## PROMPT
The records should be written out in full, with nothing altered.
=== Begin Enclosure ===
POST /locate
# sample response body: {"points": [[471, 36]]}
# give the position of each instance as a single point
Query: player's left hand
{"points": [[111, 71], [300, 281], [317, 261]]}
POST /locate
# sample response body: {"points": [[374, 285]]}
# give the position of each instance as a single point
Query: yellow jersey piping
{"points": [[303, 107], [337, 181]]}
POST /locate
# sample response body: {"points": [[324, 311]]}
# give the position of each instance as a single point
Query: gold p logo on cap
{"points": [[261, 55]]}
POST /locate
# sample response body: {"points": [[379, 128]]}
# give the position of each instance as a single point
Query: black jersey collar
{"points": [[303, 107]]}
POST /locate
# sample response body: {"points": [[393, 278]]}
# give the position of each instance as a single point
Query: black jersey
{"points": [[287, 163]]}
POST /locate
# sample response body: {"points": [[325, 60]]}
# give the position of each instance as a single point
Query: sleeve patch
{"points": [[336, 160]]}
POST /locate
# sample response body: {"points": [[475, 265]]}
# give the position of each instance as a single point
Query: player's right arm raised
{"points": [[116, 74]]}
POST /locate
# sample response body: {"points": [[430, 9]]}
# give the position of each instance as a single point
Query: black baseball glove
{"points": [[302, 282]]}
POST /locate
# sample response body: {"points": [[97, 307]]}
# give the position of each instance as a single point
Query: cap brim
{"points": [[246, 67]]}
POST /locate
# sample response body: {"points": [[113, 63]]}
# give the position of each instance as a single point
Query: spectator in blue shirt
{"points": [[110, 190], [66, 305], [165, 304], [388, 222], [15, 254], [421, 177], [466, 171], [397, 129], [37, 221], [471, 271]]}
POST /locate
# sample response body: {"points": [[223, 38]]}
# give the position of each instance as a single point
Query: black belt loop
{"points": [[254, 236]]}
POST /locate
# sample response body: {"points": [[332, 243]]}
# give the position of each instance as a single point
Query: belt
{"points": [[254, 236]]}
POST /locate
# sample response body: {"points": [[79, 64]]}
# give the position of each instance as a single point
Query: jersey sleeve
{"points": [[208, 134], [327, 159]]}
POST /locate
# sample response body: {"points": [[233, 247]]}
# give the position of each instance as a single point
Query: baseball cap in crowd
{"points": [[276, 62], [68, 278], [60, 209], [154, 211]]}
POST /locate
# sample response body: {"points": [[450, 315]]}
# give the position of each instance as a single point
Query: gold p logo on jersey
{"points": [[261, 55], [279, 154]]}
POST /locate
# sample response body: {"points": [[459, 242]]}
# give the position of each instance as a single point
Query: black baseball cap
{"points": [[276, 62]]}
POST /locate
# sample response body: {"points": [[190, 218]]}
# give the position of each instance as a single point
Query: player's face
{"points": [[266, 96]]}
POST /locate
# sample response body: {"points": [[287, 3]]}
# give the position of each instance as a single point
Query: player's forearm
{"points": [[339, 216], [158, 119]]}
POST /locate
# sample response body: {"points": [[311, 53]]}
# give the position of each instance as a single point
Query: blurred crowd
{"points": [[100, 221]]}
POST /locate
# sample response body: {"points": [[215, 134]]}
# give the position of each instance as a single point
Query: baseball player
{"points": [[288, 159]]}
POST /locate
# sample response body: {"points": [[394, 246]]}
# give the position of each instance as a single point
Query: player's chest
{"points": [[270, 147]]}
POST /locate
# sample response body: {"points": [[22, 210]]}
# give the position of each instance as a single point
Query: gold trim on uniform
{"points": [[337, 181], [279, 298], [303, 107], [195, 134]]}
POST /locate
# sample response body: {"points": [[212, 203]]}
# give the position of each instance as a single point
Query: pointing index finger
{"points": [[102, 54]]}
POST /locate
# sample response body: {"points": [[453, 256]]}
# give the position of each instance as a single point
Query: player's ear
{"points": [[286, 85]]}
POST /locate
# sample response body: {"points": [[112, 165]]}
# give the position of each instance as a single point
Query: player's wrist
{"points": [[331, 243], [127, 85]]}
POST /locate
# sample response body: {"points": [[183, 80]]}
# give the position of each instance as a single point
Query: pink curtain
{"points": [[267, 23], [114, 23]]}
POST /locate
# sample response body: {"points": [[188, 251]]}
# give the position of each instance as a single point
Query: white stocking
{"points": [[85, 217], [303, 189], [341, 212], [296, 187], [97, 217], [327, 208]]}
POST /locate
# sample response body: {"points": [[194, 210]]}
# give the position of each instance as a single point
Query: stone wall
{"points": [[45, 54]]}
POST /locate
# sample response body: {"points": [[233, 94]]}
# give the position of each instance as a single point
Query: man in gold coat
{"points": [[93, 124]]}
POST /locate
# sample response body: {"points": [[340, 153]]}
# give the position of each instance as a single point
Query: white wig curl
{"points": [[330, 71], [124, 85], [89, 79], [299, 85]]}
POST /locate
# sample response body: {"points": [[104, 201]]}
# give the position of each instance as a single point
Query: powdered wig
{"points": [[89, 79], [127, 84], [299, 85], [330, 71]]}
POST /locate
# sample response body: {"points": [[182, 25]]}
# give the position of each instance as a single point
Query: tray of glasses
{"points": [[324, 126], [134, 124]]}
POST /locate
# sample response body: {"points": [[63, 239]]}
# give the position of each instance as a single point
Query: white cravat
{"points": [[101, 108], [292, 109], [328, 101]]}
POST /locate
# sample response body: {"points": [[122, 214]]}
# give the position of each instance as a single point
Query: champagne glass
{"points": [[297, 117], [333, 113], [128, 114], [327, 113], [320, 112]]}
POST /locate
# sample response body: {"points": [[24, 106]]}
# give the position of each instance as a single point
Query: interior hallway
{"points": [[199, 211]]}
=== End Enclosure ===
## REPLY
POST /locate
# sample response body: {"points": [[471, 36]]}
# give the position of each instance as a single point
Query: player's left hand
{"points": [[111, 71], [300, 281], [317, 261]]}
POST /locate
# sample response body: {"points": [[374, 285]]}
# give the position of each instance as a single point
Query: yellow jersey piping
{"points": [[303, 107], [337, 181]]}
POST /locate
# sample response body: {"points": [[324, 311]]}
# give the position of each instance as a single point
Query: gold p logo on cap
{"points": [[261, 55]]}
POST /locate
# sample response body: {"points": [[379, 128]]}
# give the position of each instance as a single point
Query: black jersey collar
{"points": [[303, 107]]}
POST /locate
# sample response body: {"points": [[393, 278]]}
# give the position of each instance as a single point
Query: black jersey
{"points": [[287, 163]]}
POST /locate
# sample response body: {"points": [[325, 60]]}
# give the position of each instance as a single point
Query: sleeve patch
{"points": [[336, 160]]}
POST /locate
# sample response body: {"points": [[475, 265]]}
# give the position of each instance as a single point
Query: player's right arm raised
{"points": [[116, 74]]}
POST /locate
# sample response body: {"points": [[430, 9]]}
# give the position of each instance as a single point
Query: black baseball glove
{"points": [[302, 282]]}
POST /locate
# sample response body: {"points": [[97, 307]]}
# give the position of each instance as a single point
Query: cap brim
{"points": [[246, 67]]}
POST /locate
# sample response body: {"points": [[113, 63]]}
# give the position of each instance as a single point
Query: spectator in blue shirt
{"points": [[110, 190], [66, 305], [165, 304], [388, 222], [15, 254], [421, 177], [466, 171], [397, 129], [37, 221], [471, 271]]}
POST /locate
# sample response body: {"points": [[223, 38]]}
# give the position of each instance as a single point
Query: black belt loop
{"points": [[254, 236]]}
POST /locate
# sample response body: {"points": [[332, 243]]}
# give the position of each instance as a single point
Query: belt
{"points": [[254, 236]]}
POST /locate
# sample response body: {"points": [[79, 64]]}
# give the position of each instance as a single point
Query: jersey sleeve
{"points": [[208, 134], [327, 159]]}
POST /locate
# sample response body: {"points": [[233, 247]]}
# give the position of each instance as a single point
Query: baseball cap in crowd
{"points": [[276, 62], [68, 278], [60, 209], [154, 211]]}
POST /locate
# sample response body: {"points": [[450, 315]]}
# give the position of each instance as a single point
Query: gold p logo on jersey
{"points": [[261, 55], [279, 154]]}
POST /locate
# sample response body: {"points": [[459, 242]]}
# give the position of each instance as a single point
Query: black baseball cap
{"points": [[276, 62]]}
POST /locate
# sample response body: {"points": [[190, 218]]}
# give the position of each instance as a single point
Query: player's face
{"points": [[266, 96]]}
POST /locate
# sample response body: {"points": [[287, 3]]}
# give the position of each instance as a single point
Query: player's forearm
{"points": [[339, 216], [158, 119]]}
POST /locate
# sample response body: {"points": [[311, 53]]}
# give the position of each instance as a single point
Query: blurred crowd
{"points": [[100, 221]]}
POST /locate
# sample response body: {"points": [[215, 134]]}
# give the position of each instance as a single point
Query: baseball player
{"points": [[288, 159]]}
POST /locate
# sample response body: {"points": [[394, 246]]}
# give the position of each instance as a single point
Query: player's chest
{"points": [[270, 147]]}
POST /locate
# sample response body: {"points": [[22, 210]]}
# give the position of each instance as a single point
Query: gold trim on uniform
{"points": [[337, 181], [279, 298], [303, 107], [195, 134]]}
POST /locate
# sample response body: {"points": [[212, 203]]}
# give the position of each instance as a single point
Query: pointing index finger
{"points": [[102, 54]]}
POST /locate
# sample response body: {"points": [[453, 256]]}
# give the position of each instance as a single point
Query: player's ear
{"points": [[286, 85]]}
POST /locate
# sample response body: {"points": [[112, 165]]}
# give the position of each instance as a single point
Query: player's wrist
{"points": [[331, 243], [127, 85]]}
POST /locate
# sample response body: {"points": [[183, 80]]}
# give the position of each instance as a single point
Query: pink curtain
{"points": [[267, 23], [114, 23]]}
POST /locate
# sample response body: {"points": [[188, 251]]}
# give the position of each instance as a single point
Query: white stocking
{"points": [[85, 217], [303, 189], [341, 212], [296, 187], [97, 217], [327, 208]]}
POST /locate
# sample response body: {"points": [[194, 210]]}
# give the position of each instance as a single point
Query: stone wall
{"points": [[45, 54]]}
POST /locate
# sample response body: {"points": [[233, 94]]}
# give the position of each instance as a single point
Query: man in gold coat
{"points": [[93, 124]]}
POST /locate
# sample response body: {"points": [[340, 153]]}
# give the position of each instance as a single point
Query: white wig curl
{"points": [[330, 71], [124, 85], [89, 79], [299, 85]]}
POST /locate
# sample response body: {"points": [[104, 201]]}
# give the position of each instance as a single point
Query: powdered wig
{"points": [[89, 79], [127, 84], [299, 85], [330, 71]]}
POST /locate
# sample response body: {"points": [[182, 25]]}
# give the position of each instance as a single point
Query: tray of glasses
{"points": [[324, 126], [134, 124]]}
POST /locate
# sample response body: {"points": [[63, 239]]}
# give the position of each instance as a single point
Query: white cravat
{"points": [[101, 108], [292, 109], [328, 101]]}
POST /locate
# sample response body: {"points": [[122, 214]]}
# give the position of each instance as a single point
Query: champagne glass
{"points": [[297, 117], [333, 113], [128, 114], [327, 113], [320, 112]]}
POST /locate
# sample response body: {"points": [[24, 106]]}
# give the position of each instance as a single point
Query: interior hallway
{"points": [[199, 211]]}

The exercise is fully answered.